--- DATA FOR THIS TASK Enclosed Below ---

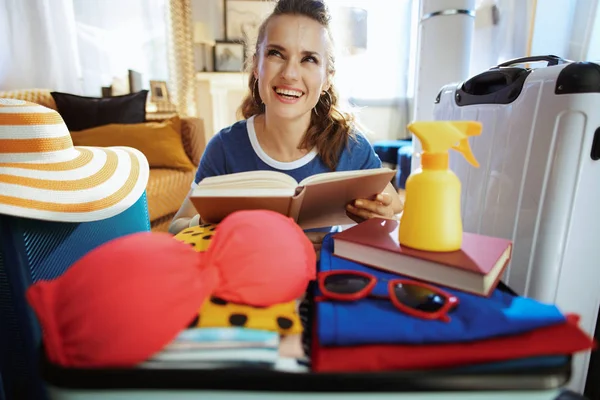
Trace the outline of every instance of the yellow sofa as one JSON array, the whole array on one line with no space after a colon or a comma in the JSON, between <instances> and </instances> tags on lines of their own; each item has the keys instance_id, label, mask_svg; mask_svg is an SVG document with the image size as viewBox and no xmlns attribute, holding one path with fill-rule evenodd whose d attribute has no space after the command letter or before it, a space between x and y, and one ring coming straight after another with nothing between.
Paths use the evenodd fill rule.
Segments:
<instances>
[{"instance_id":1,"label":"yellow sofa","mask_svg":"<svg viewBox=\"0 0 600 400\"><path fill-rule=\"evenodd\" d=\"M31 101L56 110L56 103L47 89L0 91L0 98ZM198 166L206 147L204 122L200 118L181 118L181 138L186 155ZM166 232L173 216L181 206L194 179L194 171L170 168L150 168L146 187L150 225L153 231Z\"/></svg>"}]
</instances>

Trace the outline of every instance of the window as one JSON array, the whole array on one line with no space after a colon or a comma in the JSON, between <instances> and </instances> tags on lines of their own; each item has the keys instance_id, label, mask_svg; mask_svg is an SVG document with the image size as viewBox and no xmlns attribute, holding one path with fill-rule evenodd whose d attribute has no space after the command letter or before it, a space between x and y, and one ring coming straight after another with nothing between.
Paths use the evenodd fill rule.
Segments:
<instances>
[{"instance_id":1,"label":"window","mask_svg":"<svg viewBox=\"0 0 600 400\"><path fill-rule=\"evenodd\" d=\"M326 2L336 42L335 83L340 95L358 105L405 99L413 0Z\"/></svg>"},{"instance_id":2,"label":"window","mask_svg":"<svg viewBox=\"0 0 600 400\"><path fill-rule=\"evenodd\" d=\"M73 0L83 94L100 96L102 86L127 70L149 80L169 76L168 0Z\"/></svg>"}]
</instances>

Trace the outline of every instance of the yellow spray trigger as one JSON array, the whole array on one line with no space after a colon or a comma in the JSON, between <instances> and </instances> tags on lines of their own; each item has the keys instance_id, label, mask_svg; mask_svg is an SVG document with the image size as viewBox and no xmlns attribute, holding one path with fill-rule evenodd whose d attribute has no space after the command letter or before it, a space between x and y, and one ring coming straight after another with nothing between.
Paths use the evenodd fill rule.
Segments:
<instances>
[{"instance_id":1,"label":"yellow spray trigger","mask_svg":"<svg viewBox=\"0 0 600 400\"><path fill-rule=\"evenodd\" d=\"M451 122L456 128L462 131L467 138L461 139L458 142L458 146L452 146L452 149L458 151L463 155L465 160L469 162L474 167L479 167L479 162L475 158L473 151L471 150L471 146L469 145L469 136L479 136L481 135L482 125L481 122L477 121L453 121Z\"/></svg>"},{"instance_id":2,"label":"yellow spray trigger","mask_svg":"<svg viewBox=\"0 0 600 400\"><path fill-rule=\"evenodd\" d=\"M452 149L458 151L463 155L465 160L469 162L472 166L479 168L479 162L475 158L473 151L471 150L471 146L469 146L469 139L463 139L458 143L458 146L452 146Z\"/></svg>"},{"instance_id":3,"label":"yellow spray trigger","mask_svg":"<svg viewBox=\"0 0 600 400\"><path fill-rule=\"evenodd\" d=\"M419 121L408 125L408 130L421 142L423 154L447 153L453 149L460 152L471 165L479 167L469 146L469 137L481 134L481 122Z\"/></svg>"}]
</instances>

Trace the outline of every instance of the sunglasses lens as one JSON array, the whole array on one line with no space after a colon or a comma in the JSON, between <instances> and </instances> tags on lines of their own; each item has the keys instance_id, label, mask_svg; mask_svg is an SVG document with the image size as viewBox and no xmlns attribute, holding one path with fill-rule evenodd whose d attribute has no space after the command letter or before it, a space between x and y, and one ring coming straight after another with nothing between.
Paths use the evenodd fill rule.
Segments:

--- End of Enclosed DATA FOR THIS TASK ---

### ASSIGNMENT
Repeat each record exactly, with the pictures left out.

### EXERCISE RESPONSE
Trace the outline of every instance of the yellow sofa as one JSON array, the whole array on one line with no space after a colon or a comma in the JSON, between <instances> and </instances> tags on lines of their own; each item has the keys instance_id, label, mask_svg; mask_svg is an SVG document with the image size as viewBox and no xmlns attribute, holding one path with fill-rule evenodd whose d attribute has no space after the command letter or before it, a space between x and y, and one ring coming straight after another with nothing between.
Paths use the evenodd fill rule.
Segments:
<instances>
[{"instance_id":1,"label":"yellow sofa","mask_svg":"<svg viewBox=\"0 0 600 400\"><path fill-rule=\"evenodd\" d=\"M31 101L56 110L56 103L47 89L0 91L0 98ZM198 166L206 147L204 122L200 118L181 118L181 138L186 155ZM166 232L173 216L181 206L194 179L194 171L170 168L150 168L146 187L150 225L153 231Z\"/></svg>"}]
</instances>

Trace the outline of every instance of the window as one JSON array, the whole array on one line with no space after a colon or a comma in the JSON, between <instances> and </instances> tags on lines of their own; each item has the keys instance_id, label, mask_svg; mask_svg is an SVG document with the image size as viewBox and no xmlns attribute, holding one path with fill-rule evenodd whose d attribute has no space after the command letter or before it, a space between x and y, and one ring coming straight after another with nothing between.
Paths use the evenodd fill rule.
Segments:
<instances>
[{"instance_id":1,"label":"window","mask_svg":"<svg viewBox=\"0 0 600 400\"><path fill-rule=\"evenodd\" d=\"M326 2L336 42L335 83L340 95L358 105L405 99L413 0Z\"/></svg>"},{"instance_id":2,"label":"window","mask_svg":"<svg viewBox=\"0 0 600 400\"><path fill-rule=\"evenodd\" d=\"M73 0L83 94L100 96L102 86L127 70L149 80L169 76L168 0Z\"/></svg>"}]
</instances>

Trace the outline of every instance of the yellow spray trigger as one JSON array, the whole array on one line with no space after a colon or a comma in the JSON, between <instances> and </instances> tags on lines of their own; each item has the keys instance_id, label, mask_svg; mask_svg is an SVG document with the image size as viewBox and no xmlns attribute, holding one path with fill-rule evenodd whose d attribute has no space after the command letter or before it, a space between x and y, and one ring coming straight after another with nothing between.
Paths use the evenodd fill rule.
Segments:
<instances>
[{"instance_id":1,"label":"yellow spray trigger","mask_svg":"<svg viewBox=\"0 0 600 400\"><path fill-rule=\"evenodd\" d=\"M451 122L456 128L462 131L467 138L461 139L458 142L458 146L452 146L452 149L458 151L463 155L465 160L469 162L474 167L479 167L479 162L475 158L473 151L471 150L471 146L469 145L469 136L479 136L481 135L482 125L481 122L477 121L453 121Z\"/></svg>"},{"instance_id":2,"label":"yellow spray trigger","mask_svg":"<svg viewBox=\"0 0 600 400\"><path fill-rule=\"evenodd\" d=\"M452 149L458 151L463 155L465 160L469 162L472 166L479 168L479 162L475 158L473 151L471 150L471 146L469 146L469 139L463 139L458 143L458 146L452 146Z\"/></svg>"},{"instance_id":3,"label":"yellow spray trigger","mask_svg":"<svg viewBox=\"0 0 600 400\"><path fill-rule=\"evenodd\" d=\"M419 121L408 125L408 130L421 142L423 154L447 153L453 149L460 152L471 165L479 167L469 146L469 137L481 134L481 122Z\"/></svg>"}]
</instances>

Trace the outline of every instance of the sunglasses lens as one JSON array, the whole array on one line with no space after a colon or a comma in the JSON, between <instances> and </instances> tags on lines of their own; each item has the keys instance_id, label, mask_svg; mask_svg is an SVG document with the image size as viewBox and no xmlns attribute, holding one path with fill-rule evenodd whose d attribute has no space after the command letter or before it, a space between x and y, and one ring coming straight after another with nothing between.
Paths use the evenodd fill rule.
Segments:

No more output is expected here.